Source extract:
.....

The Universal Religion 7

At the banquet which followed, I sat next to a Cao-Daist colonel, who informed me, with a secret, knowing smile, that he was head of the secret police of this Universal Religion of the Age of Improved Transport. The meal was vegetarian and although the French visitors had been told that they could order eggs if they wished, no one dared to do so. There were seven courses, six of which were based on soya, which I first mistook for some kind of overstewed and tasteless meat, that had, somehow or other, been served by mistake. The Colonel and I got on very well together and helped each other liberally to soya. Although intoxicants are equally forbidden to the Cao-Daist faithful, I noticed many of the dignitaries present stretching the point, and the Colonel, himself, had several help¬ings of red wine, after which he genially discussed the technique of his profession.

.....

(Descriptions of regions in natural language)
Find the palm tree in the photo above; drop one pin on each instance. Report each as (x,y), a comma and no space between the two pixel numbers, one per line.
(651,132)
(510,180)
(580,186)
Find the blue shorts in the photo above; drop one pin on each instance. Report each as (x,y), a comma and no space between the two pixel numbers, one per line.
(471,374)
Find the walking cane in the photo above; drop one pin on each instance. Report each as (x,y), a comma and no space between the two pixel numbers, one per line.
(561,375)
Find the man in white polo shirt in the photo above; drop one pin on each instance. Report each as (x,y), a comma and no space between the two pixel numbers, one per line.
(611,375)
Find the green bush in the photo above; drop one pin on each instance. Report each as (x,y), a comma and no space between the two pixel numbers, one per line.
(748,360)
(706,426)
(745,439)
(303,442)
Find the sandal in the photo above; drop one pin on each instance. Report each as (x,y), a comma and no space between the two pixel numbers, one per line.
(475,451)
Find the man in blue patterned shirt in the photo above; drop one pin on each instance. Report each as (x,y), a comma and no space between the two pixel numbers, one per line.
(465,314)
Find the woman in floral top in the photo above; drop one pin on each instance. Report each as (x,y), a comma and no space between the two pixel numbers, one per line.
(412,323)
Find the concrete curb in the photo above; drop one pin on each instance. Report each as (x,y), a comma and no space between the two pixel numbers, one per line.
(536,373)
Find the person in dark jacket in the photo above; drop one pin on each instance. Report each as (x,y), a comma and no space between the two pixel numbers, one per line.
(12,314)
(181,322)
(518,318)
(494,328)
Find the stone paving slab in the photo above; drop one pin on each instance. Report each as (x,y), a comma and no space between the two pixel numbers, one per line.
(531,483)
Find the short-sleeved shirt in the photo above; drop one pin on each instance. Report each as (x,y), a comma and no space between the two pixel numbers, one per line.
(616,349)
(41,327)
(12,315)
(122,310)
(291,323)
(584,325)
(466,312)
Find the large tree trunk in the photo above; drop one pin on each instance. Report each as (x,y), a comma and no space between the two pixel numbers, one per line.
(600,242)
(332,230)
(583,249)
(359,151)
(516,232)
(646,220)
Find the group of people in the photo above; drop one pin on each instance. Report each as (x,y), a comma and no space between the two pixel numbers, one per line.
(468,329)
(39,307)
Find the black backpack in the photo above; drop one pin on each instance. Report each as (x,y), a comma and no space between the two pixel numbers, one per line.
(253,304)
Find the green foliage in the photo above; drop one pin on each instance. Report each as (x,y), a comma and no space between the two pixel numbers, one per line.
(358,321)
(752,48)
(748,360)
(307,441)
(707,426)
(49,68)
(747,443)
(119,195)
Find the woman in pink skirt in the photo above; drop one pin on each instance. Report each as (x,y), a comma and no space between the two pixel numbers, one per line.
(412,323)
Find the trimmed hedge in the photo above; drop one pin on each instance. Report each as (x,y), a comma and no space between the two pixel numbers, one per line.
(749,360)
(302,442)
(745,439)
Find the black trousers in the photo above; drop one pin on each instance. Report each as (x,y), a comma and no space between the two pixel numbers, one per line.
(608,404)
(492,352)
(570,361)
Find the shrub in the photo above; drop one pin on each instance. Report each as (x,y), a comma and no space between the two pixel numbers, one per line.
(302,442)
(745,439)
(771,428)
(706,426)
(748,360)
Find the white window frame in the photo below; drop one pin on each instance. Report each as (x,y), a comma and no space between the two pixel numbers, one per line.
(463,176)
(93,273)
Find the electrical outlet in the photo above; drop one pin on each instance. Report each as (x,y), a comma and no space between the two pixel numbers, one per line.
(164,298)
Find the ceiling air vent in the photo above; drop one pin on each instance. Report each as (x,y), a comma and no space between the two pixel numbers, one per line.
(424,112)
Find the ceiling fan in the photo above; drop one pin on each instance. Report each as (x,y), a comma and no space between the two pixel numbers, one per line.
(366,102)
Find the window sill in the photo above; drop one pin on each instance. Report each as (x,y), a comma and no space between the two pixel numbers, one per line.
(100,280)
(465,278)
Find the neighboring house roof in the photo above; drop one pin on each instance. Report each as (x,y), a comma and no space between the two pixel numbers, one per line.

.....

Task objective:
According to the banquet passage, how many courses were served, and how many of them were based on soya? The lines stand apart from the banquet passage and have no connection to it.

Output for this task:
Seven courses were served, and six of them were based on soya.